**Extracto de página:**
********

La conciencia de las generaciones fracasadas de gobernantes del pasado reciente se sigue expresando con la misma soltura de antes. Los seguidores de los neoliberales defienden hoy, sin la menor autocrítica, los evidentes fracasos de hace poco.

Con motivo de la discusión sobre la reforma de la ley de la industria eléctrica, se presentó el andamiaje neoliberal en los mismos términos que cuando se construyó el mecanismo de preferencias a la inversión privada, especialmente extranjera, en la generación de electricidad. Lo que se defendió por parte de las actuales oposiciones ya fracasó, empezando por el hecho de que las tarifas no se redujeron como ellos prometieron cuando eran gobierno.

Quienes decretaron el gasolinazo neoliberal afirman ahora, sin admitir sus tropelías inflacionarias de hace poco tiempo, que la reforma en curso de la ley de la industria eléctrica llevará al incremento de las tarifas. La historia conocida es que las recetas neoliberales fueron las que condujeron a mercados descontrolados o transados, como ha sido en México. Los promotores de “tarifazos” en toda América Latina han sido justamente los defensores del neoliberalismo.

Quienes protestaron airadamente por la cancelación del aeropuerto de Texcoco están exigiendo que el gobierno actual cancele el proyecto de Santa Lucía. Quienes alguna vez apoyaron el proyecto de construir una refinería en Tula, de la cual sólo se completó la barda perimetral en un terreno adquirido por el gobierno local, ahora se oponen a la de Dos Bocas. Aquellos que elaboraron el proyecto Alfa-Omega para crear una vía transoceánica en el istmo de Tehuantepec, ahora exigen que se abandonen las obras de modernización de un ferrocarril que data de principios del siglo XX. Los que argumentan que se requiere apoyar el turismo, exigen airosos que se detengan los trabajos del Tren Maya. No les importan los proyectos en sí mismos, sino que odian al gobierno que los lleva a cabo.

********

**Registros incluidos:**
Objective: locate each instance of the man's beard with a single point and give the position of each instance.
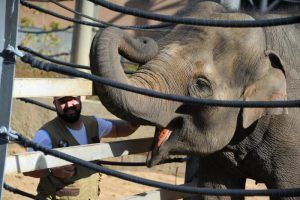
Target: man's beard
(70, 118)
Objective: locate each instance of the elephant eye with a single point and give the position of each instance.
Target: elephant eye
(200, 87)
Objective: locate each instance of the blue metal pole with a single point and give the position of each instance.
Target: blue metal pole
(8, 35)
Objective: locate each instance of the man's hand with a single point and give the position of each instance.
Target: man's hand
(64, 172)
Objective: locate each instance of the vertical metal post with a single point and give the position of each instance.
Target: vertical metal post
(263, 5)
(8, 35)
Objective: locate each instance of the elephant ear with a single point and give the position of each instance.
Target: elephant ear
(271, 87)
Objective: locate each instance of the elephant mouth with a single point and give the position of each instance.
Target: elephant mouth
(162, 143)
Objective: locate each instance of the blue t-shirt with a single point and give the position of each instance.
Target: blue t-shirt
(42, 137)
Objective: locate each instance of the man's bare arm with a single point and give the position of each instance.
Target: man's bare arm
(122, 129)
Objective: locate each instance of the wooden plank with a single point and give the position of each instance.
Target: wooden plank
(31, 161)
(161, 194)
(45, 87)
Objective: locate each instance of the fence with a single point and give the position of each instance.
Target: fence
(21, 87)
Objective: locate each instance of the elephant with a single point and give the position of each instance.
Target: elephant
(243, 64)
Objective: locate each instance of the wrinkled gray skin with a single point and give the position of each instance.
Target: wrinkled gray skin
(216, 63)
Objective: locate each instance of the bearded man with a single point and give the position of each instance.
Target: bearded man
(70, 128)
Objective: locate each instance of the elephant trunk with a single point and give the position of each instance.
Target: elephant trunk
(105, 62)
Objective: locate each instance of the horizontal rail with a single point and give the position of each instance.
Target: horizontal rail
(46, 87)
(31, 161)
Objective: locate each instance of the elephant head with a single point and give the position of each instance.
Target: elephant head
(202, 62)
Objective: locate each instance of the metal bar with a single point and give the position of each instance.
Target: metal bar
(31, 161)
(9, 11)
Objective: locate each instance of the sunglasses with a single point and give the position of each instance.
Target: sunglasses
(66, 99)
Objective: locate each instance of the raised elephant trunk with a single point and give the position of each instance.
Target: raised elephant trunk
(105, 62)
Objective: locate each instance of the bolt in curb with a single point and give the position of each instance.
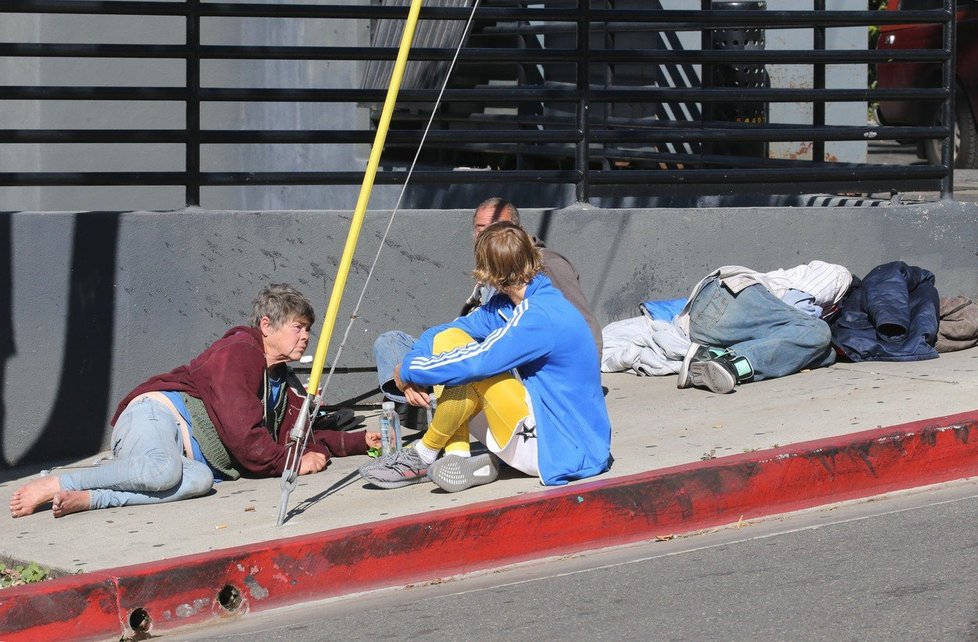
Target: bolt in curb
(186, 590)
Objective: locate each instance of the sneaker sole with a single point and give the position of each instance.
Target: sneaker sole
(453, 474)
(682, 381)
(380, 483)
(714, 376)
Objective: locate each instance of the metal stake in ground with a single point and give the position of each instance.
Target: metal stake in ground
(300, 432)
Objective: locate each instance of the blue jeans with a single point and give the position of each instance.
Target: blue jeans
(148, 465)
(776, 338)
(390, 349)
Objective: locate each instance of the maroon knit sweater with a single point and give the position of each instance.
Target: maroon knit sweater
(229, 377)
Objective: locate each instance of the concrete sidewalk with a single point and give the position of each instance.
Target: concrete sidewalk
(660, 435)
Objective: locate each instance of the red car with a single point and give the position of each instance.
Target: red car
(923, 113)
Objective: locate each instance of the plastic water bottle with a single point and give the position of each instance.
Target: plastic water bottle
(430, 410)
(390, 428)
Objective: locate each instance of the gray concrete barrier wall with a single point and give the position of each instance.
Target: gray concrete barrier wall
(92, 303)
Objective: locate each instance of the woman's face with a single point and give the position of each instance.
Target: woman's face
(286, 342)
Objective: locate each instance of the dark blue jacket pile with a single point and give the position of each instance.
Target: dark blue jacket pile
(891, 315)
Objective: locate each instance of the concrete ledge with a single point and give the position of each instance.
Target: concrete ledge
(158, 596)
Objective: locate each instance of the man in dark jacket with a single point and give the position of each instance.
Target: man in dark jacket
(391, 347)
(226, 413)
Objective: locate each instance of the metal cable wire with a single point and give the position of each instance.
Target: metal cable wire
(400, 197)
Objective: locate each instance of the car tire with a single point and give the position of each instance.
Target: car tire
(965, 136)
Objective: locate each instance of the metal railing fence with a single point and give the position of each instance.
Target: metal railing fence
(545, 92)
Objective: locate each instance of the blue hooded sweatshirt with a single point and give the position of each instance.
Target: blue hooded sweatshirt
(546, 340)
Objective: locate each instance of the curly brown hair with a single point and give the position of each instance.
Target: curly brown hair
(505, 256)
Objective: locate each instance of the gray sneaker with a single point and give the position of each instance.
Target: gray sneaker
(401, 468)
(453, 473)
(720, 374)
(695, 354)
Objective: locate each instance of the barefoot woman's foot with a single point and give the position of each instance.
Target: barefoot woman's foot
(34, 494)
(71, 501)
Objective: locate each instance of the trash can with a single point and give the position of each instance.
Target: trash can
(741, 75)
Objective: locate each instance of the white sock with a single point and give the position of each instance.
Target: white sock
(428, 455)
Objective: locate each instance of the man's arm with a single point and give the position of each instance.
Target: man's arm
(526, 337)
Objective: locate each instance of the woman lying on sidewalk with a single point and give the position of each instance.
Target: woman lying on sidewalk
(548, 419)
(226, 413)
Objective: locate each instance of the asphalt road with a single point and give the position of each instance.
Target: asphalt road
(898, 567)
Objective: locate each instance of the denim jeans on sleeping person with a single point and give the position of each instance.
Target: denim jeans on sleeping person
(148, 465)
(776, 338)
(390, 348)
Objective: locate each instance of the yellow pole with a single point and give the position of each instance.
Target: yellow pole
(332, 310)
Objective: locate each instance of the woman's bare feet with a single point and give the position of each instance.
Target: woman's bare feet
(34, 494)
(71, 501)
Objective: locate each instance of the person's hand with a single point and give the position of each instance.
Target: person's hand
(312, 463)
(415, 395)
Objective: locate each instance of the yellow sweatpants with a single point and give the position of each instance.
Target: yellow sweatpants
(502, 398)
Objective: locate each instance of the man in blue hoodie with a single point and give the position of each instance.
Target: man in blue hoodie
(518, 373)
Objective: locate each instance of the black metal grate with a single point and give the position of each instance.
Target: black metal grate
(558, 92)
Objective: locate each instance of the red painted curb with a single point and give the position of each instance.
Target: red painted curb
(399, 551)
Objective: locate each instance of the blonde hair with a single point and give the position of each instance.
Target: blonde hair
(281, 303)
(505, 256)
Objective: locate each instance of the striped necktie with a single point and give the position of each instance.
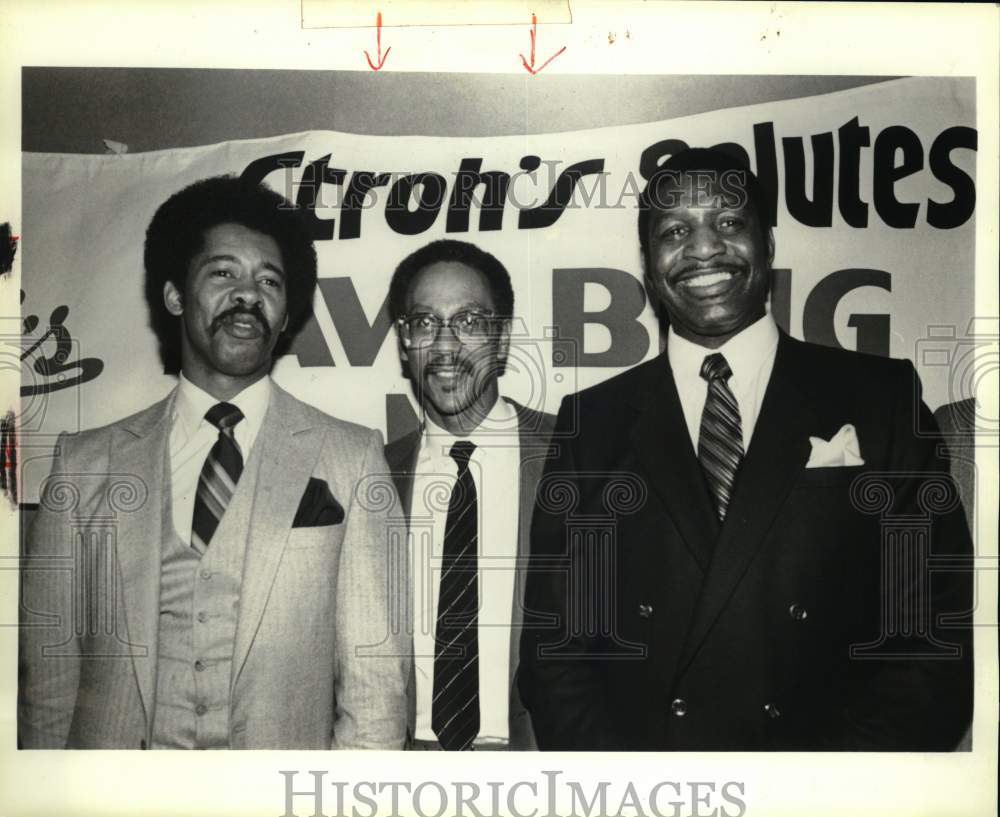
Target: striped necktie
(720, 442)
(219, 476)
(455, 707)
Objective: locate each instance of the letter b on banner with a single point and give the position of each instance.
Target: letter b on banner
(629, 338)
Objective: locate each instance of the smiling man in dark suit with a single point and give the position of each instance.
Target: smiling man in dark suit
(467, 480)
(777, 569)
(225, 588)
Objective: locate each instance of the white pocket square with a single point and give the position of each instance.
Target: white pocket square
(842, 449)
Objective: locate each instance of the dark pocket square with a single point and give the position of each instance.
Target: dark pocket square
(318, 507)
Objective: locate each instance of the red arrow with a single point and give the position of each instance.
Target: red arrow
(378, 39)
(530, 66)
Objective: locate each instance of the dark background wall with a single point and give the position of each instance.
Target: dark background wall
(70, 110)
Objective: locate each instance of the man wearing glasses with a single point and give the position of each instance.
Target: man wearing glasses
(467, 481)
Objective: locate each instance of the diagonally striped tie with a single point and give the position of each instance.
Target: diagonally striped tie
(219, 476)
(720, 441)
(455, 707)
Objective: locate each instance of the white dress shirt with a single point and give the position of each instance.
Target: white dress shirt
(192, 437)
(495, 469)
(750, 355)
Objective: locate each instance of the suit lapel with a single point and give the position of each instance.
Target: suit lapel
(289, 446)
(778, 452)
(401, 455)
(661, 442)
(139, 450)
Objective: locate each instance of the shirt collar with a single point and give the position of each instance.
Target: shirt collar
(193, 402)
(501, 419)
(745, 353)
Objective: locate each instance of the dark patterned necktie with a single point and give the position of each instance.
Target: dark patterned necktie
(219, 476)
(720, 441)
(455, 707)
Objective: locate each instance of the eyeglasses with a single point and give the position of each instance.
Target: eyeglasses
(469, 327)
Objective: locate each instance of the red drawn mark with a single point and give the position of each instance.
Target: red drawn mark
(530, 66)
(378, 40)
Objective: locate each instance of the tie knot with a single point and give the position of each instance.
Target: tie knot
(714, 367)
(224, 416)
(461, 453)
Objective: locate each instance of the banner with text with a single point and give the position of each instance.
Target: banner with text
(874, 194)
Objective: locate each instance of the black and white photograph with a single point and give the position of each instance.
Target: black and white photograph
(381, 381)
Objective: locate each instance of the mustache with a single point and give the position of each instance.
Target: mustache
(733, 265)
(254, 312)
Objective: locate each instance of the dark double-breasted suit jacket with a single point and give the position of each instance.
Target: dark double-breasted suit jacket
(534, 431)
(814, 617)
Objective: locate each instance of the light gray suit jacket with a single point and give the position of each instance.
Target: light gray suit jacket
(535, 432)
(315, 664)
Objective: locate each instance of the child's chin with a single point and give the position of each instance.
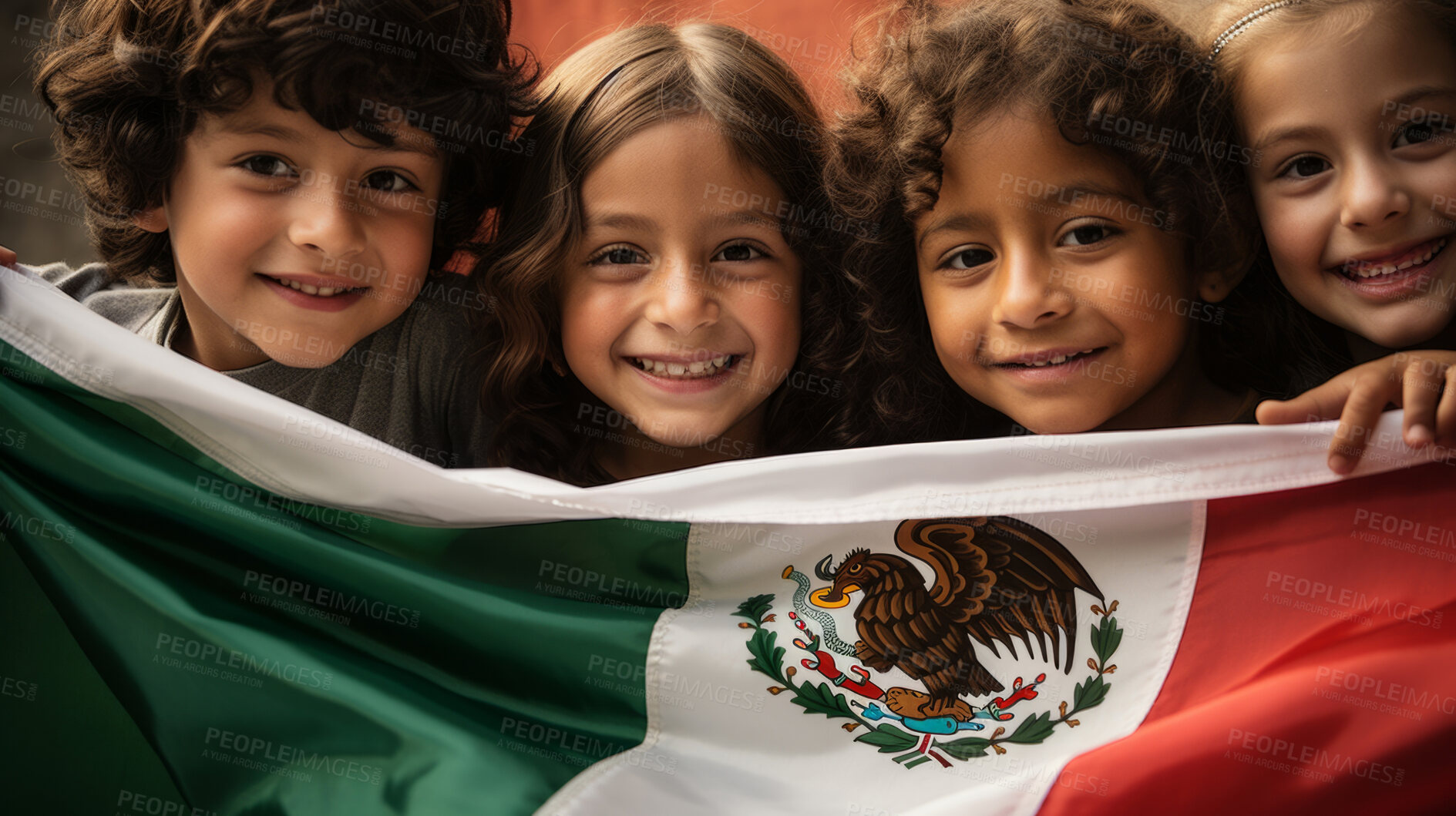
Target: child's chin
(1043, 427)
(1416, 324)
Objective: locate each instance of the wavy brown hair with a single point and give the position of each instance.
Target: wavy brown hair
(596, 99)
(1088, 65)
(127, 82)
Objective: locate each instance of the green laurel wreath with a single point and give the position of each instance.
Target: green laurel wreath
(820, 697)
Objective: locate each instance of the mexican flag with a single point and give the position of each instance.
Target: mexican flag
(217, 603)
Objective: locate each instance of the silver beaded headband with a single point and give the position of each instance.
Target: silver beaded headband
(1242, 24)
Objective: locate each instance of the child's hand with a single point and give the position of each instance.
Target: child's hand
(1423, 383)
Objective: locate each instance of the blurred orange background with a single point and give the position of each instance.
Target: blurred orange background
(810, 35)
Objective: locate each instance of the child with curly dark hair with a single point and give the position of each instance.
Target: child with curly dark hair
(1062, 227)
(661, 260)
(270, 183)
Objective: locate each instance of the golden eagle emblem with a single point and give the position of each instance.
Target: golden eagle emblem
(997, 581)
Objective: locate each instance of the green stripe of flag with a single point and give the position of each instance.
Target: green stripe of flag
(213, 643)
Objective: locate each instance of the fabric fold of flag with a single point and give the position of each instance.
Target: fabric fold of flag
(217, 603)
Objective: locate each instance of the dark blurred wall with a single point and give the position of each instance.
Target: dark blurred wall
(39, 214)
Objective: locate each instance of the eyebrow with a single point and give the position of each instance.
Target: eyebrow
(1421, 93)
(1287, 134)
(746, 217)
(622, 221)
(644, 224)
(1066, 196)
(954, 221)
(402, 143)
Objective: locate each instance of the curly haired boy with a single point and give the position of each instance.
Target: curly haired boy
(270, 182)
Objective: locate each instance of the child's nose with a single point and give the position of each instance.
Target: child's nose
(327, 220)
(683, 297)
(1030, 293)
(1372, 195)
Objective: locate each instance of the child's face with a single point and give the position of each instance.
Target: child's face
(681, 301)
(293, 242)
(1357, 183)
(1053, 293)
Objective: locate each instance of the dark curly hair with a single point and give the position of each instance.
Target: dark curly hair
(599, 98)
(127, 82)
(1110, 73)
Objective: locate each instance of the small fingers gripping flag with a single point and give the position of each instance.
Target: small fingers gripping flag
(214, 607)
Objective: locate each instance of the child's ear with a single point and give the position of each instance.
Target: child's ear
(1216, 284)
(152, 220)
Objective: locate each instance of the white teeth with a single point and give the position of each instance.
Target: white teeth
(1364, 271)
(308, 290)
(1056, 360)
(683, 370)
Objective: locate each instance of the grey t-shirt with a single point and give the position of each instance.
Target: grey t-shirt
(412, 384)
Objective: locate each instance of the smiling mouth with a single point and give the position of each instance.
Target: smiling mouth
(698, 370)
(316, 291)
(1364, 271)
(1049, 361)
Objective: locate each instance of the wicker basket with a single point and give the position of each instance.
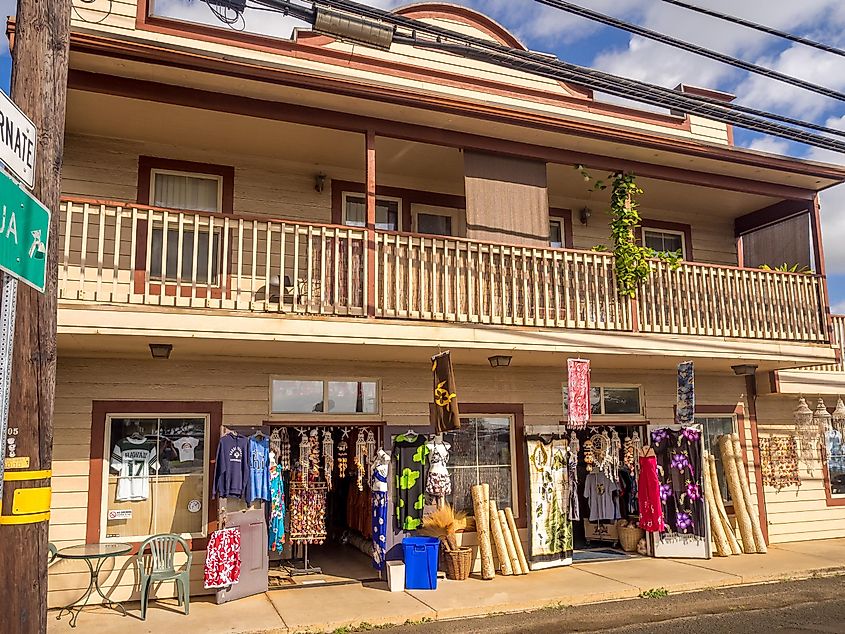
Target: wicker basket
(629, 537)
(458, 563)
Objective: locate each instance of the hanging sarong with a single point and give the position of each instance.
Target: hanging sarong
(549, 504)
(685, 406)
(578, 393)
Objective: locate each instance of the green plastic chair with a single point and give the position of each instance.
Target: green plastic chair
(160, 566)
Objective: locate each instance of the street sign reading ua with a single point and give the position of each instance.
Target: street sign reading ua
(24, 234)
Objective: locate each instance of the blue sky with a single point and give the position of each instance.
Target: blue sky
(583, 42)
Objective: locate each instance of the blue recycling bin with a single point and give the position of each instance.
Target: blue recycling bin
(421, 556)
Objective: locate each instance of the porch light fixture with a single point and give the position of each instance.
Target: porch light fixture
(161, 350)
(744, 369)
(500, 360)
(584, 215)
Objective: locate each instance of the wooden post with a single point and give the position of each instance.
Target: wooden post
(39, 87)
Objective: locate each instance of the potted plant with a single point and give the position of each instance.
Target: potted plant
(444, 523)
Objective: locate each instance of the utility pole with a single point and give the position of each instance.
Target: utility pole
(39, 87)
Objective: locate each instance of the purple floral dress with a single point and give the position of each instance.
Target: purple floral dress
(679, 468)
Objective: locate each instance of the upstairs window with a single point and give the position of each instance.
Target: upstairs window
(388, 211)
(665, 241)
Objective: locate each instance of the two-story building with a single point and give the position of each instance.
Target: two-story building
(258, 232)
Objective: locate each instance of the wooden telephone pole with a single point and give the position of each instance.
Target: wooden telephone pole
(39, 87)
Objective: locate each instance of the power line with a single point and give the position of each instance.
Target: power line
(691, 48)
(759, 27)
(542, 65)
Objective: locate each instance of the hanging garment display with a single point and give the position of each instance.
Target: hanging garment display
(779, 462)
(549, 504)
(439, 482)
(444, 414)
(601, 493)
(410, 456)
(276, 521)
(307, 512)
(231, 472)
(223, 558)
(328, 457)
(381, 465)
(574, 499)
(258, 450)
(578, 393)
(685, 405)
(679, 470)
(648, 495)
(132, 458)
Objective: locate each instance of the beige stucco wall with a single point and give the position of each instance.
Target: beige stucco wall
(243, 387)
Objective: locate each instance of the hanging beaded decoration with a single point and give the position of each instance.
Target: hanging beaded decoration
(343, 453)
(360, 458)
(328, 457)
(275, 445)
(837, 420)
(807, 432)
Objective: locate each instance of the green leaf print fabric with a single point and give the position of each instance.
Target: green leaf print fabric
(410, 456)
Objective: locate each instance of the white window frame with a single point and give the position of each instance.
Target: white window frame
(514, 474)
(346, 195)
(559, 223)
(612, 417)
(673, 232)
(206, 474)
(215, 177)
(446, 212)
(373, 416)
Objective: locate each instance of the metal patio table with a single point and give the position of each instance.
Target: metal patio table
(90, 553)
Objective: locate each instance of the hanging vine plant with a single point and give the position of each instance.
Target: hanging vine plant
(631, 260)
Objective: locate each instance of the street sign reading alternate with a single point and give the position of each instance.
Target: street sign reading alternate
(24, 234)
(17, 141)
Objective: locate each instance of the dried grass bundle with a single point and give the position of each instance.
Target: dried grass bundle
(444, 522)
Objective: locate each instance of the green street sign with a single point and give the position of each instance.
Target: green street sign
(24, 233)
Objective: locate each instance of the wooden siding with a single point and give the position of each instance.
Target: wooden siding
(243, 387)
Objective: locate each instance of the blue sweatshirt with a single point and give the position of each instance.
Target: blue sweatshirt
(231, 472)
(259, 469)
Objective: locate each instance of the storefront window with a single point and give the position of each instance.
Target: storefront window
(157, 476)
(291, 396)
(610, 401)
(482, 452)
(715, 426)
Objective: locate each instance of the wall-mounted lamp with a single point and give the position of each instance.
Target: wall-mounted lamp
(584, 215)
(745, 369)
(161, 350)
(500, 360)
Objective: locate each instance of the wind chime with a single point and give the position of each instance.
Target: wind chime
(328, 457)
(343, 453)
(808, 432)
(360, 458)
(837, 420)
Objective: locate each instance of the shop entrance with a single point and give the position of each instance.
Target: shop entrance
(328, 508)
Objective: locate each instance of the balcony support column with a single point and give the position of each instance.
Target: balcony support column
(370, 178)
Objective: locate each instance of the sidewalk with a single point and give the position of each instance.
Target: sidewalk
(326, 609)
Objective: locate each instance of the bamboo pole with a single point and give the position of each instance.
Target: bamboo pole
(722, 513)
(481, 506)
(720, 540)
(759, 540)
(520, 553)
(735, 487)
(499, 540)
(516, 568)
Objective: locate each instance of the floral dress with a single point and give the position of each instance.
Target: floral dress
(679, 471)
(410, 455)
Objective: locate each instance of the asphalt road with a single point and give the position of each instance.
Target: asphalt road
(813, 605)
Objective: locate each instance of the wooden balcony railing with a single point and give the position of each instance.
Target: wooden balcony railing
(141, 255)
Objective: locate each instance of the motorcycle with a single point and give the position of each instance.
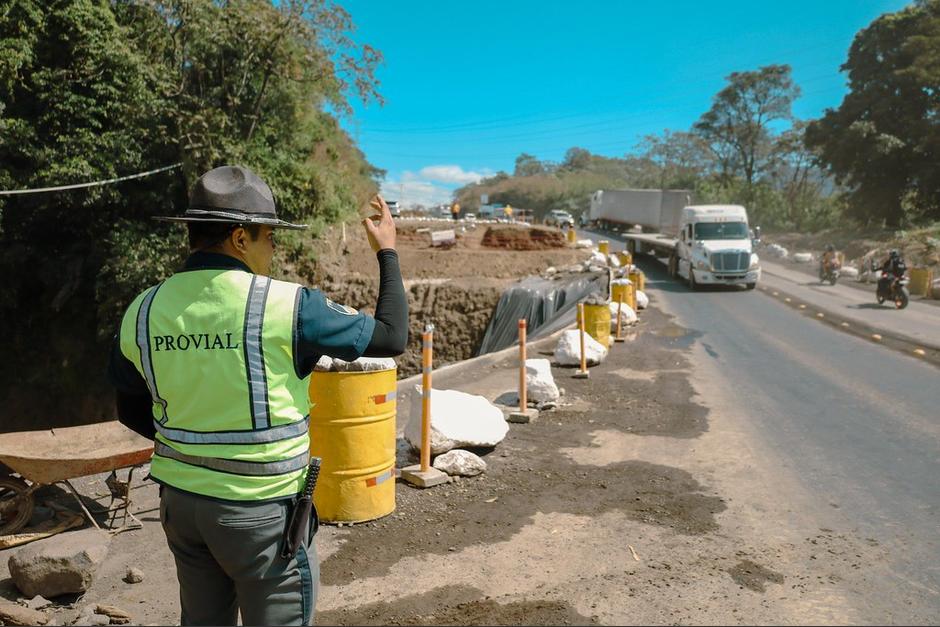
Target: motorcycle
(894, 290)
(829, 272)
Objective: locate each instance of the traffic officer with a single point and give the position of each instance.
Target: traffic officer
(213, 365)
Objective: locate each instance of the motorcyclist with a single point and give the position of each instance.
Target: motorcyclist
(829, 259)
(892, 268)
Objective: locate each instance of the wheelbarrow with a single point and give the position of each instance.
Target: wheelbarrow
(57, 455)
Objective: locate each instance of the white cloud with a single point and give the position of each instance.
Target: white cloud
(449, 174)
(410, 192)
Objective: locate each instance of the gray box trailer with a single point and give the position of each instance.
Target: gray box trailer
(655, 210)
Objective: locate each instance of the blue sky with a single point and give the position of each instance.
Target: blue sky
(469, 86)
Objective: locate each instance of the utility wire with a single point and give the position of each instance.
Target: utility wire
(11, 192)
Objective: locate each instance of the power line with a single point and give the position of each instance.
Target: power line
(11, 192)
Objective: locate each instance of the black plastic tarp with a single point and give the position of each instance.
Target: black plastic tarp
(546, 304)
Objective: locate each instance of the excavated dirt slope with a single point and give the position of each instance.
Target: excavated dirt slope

********

**Tarea pendiente:** Según el extracto de página, ¿qué se llegó a completar de la refinería proyectada en Tula? Responde en una sola frase, por favor.

**Resultado del ejercicio:** Solo se completó la barda perimetral, en un terreno adquirido por el gobierno local.